_TÂCHE DEMANDÉE 1_:
Pouvez-vous restituer mot pour mot le passage du texte sur la Côte d'Ivoire qui va de « Depuis quelques jours » à « ambigu : l’ivoirité. » ?
_TÂCHE DEMANDÉE 2_:
Pouvez-vous redonner toutes les lignes des enregistrements, depuis leur début jusqu'à celle qui contient « [142, 0, 952, 497] » comprise, en décalant de -44 chaque coordonnée des cadres et en laissant tout le reste inchangé ?

Depuis quelques jours déjà, un voile d’angoisse et de peur est en train de couvrir, en Côte d’Ivoire, la grande lueur d’espoir née des accords de Ouagadougou. La pauvre Éburnie qui revient de loin va-t-elle encore sombrer dans le chaos des armes ? La préférence identitaire qui semble revenir au galop va-t-elle rendre la haine plus forte que l’amour, la guerre plus facile que la paix ? La méfiance va-t-elle l’emporter sur la confiance, l’amitié et la fraternité ? Le mensonge politique va-t-il démonter tous les beaux songes simplement humains d’un peuple fatigué par la mesquinerie de ses leaders d’opinion ? Rappelons quelques faits à l’origine de cette crise née de l’exploitation politique tendancieuse d’un concept identitaire ambigu : l’ivoirité.

Annotations par cadres pour les photos
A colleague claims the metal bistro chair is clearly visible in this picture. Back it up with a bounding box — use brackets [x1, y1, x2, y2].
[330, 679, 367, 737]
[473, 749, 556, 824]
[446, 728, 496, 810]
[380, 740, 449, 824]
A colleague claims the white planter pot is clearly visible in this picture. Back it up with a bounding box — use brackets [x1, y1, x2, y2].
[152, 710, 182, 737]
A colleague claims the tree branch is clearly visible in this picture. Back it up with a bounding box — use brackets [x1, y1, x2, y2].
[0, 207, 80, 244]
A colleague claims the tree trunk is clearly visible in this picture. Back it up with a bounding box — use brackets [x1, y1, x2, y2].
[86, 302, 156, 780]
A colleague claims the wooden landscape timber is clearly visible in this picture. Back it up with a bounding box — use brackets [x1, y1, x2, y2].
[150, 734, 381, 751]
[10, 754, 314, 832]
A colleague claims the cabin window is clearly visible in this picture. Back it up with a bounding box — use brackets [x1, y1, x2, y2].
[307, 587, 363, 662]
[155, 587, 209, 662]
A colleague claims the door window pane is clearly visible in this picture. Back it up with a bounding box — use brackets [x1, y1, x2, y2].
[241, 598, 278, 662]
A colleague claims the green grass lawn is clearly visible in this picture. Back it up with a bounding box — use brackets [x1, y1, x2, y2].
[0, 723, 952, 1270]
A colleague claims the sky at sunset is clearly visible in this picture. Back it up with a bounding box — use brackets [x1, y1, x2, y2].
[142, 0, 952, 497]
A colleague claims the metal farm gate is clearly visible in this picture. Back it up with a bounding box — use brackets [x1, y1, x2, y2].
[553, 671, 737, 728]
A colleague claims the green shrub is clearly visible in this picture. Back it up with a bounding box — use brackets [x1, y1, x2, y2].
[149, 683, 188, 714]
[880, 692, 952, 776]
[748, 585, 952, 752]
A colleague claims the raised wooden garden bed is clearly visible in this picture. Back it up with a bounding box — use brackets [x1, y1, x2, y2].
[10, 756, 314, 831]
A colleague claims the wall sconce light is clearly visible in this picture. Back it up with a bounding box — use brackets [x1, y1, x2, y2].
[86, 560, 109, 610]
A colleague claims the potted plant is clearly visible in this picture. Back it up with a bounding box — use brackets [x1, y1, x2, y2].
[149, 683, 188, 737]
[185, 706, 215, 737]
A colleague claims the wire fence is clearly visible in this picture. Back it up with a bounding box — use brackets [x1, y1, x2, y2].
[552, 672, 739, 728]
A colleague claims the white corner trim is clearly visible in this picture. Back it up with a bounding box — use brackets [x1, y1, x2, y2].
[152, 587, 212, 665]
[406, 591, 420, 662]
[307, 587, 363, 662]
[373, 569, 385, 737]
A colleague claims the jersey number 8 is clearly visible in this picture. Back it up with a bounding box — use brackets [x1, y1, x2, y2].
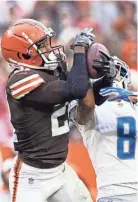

_RÉSULTAT FINAL 1_:
Depuis quelques jours déjà, un voile d’angoisse et de peur est en train de couvrir, en Côte d’Ivoire, la grande lueur d’espoir née des accords de Ouagadougou. La pauvre Éburnie qui revient de loin va-t-elle encore sombrer dans le chaos des armes ? La préférence identitaire qui semble revenir au galop va-t-elle rendre la haine plus forte que l’amour, la guerre plus facile que la paix ? La méfiance va-t-elle l’emporter sur la confiance, l’amitié et la fraternité ? Le mensonge politique va-t-il démonter tous les beaux songes simplement humains d’un peuple fatigué par la mesquinerie de ses leaders d’opinion ? Rappelons quelques faits à l’origine de cette crise née de l’exploitation politique tendancieuse d’un concept identitaire ambigu : l’ivoirité.

_RÉSULTAT FINAL 2_:
A colleague claims the metal bistro chair is clearly visible in this picture. Back it up with a bounding box — use brackets [x1, y1, x2, y2].
[286, 635, 323, 693]
[429, 705, 512, 780]
[402, 684, 452, 766]
[336, 696, 405, 780]
A colleague claims the white planter pot is clearly visible in this picture. Back it up with a bounding box — use brackets [x1, y1, x2, y2].
[108, 666, 138, 693]
A colleague claims the tree branch is clearly visible in this picture. Back it up with a bounding box — use brackets [x1, y1, x2, y2].
[-44, 163, 36, 200]
A colleague claims the tree trunk is clearly visible in this picture. Back it up with a bounding box — use brackets [x1, y1, x2, y2].
[42, 258, 112, 736]
A colleague claims the wooden landscape timber is clearly visible in this picture. Back it up with a bounding box — use brackets [x1, y1, x2, y2].
[106, 690, 337, 707]
[-34, 710, 270, 788]
A colleague claims the cabin window is clearly visible in this picture. Back it up with a bounding box — use brackets [x1, y1, x2, y2].
[263, 543, 319, 618]
[111, 543, 165, 618]
A colleague claims the door window pane is clearly visible in this picture. Back it up with a bounding box — use brackets [x1, y1, x2, y2].
[197, 554, 234, 618]
A colleague claims the green grass lawn is clearly visible in this picture. Back it up with a bounding box — use brackets [x1, y1, x2, y2].
[-44, 679, 908, 1226]
A colleague claims the sky at sunset is clearly visible in this picture. Back it up with a bounding box — use brackets [x1, y1, x2, y2].
[98, -44, 908, 453]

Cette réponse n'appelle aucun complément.